__SUPPLIED TEXT__
#####
Lindsey Graham Made Trumpism in His Own Image

Lindsey Graham Made Trumpism in His Own Image

Lindsey Graham, taken by a heart condition at 71 just after returning to Washington from Ukraine, was one of the most effective Republican politicians of the Trump era. What that description means, and what kind of moral assessment it should yield, is something that historians will be arguing about for as long as our strange era is remembered.

Calling Graham effective may itself sound strange. Doesn’t a man who denounced Donald Trump in 2015 only to serve him and flatter him for a decade thereafter merit an adjective like “pathetic” or “supine” instead? His long accommodation to Trumpism earned him a seven-part series by The Bulwark’s Will Saletan, “The Corruption of Lindsey Graham,” in which Graham’s desire to be “in the game” (as he once put it) was portrayed as a betrayal of all the ideals that once animated his career.

But if you watched Graham before Trump came on the scene, you knew that his fiercest commitment was to a vision of the United States as a crusading power capable of confronting authoritarian challengers from Moscow to Tehran to Beijing. And the reason to call Graham effective is that his long accommodation to Trump succeeded, sometimes modestly but often to a remarkable degree, in making Trump himself — the would-be isolationist, the scourge of neoconservatism, Mr. America First — into a hawk after Graham’s own heart.

If the South Carolinian sold his political soul, in other words, he could reasonably say that he received an impressive return on the transaction, in the form of all the policy victories won by Republican hawks across both of Trump’s two terms. In the first four years, those victories included big increases in U.S. military spending, new arms sales to Ukraine, a more pro-Israel and anti-Iran foreign policy. And the second term, which seemed poised to be more anti-interventionist given the administration’s personnel, has instead seen American efforts at regime change in both Venezuela and Iran, joined to American support for Ukraine that’s been grudging and grumbling but still ongoing, and playing a key role in Ukraine’s battlefield resilience.

The Ukraine story is particularly important to the case for Graham’s effectiveness, given how often his Never Trump critics have portrayed Trump’s desire for friendship with Vladimir Putin as the key to his authoritarian project, and the potential abandonment of Ukraine as the gravest possible betrayal of American values. If you start with that premise, then arguably nobody did more in practice to prevent the betrayal so feared by the Never Trumpers than Graham himself. And his tireless efforts to talk Trump into supporting Kyiv were arguably worth much more than anything available to him if he took the Never Trump path.
#####
__DIRECTIVE 1__
From the listing below, select every line that contains the string "leafy", matching its case exactly.
#####
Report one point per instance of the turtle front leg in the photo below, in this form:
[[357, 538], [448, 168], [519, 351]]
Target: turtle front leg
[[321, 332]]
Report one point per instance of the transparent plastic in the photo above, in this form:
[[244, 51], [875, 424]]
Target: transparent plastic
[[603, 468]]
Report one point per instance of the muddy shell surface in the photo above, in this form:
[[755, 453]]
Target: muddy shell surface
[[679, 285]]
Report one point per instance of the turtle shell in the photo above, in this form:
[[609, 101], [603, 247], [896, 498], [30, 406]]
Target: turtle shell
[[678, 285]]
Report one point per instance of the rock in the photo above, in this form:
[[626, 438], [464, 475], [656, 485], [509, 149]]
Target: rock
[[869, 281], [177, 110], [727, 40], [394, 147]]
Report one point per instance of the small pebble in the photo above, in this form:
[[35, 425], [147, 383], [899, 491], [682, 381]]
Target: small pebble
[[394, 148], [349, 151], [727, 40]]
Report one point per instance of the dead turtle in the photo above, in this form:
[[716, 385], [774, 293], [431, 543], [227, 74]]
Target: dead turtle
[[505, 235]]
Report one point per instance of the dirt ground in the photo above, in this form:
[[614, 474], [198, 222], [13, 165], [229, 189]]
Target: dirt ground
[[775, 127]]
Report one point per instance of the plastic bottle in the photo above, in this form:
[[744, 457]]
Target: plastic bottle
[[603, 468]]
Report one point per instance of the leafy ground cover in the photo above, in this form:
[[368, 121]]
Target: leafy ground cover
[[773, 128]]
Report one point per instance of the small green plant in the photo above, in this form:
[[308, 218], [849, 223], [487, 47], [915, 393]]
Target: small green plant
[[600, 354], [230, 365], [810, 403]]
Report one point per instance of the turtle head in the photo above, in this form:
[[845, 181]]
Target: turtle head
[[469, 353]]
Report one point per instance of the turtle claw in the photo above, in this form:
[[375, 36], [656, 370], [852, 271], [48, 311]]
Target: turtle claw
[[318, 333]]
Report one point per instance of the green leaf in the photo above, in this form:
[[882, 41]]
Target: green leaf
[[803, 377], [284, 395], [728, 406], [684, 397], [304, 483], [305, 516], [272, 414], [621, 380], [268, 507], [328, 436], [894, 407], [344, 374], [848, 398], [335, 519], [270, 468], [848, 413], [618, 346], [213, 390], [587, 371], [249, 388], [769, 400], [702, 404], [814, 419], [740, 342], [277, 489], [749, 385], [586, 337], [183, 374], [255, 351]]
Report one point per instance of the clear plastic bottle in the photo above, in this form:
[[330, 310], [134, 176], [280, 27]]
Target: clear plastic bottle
#####
__DIRECTIVE 2__
Using the text on Lindsey Graham above the listing, answer these:
(a) At what age was Graham taken by a heart condition?
(b) Who wrote the seven-part series "The Corruption of Lindsey Graham," and for what publication?
(c) In which two countries does the text say the second Trump term saw American efforts at regime change?

__EXERCISE OUTPUT 1__
Report one point per instance of the leafy ground cover in the photo above, in this form:
Target: leafy ground cover

__EXERCISE OUTPUT 2__
(a) 71
(b) Will Saletan, for The Bulwark
(c) Venezuela and Iran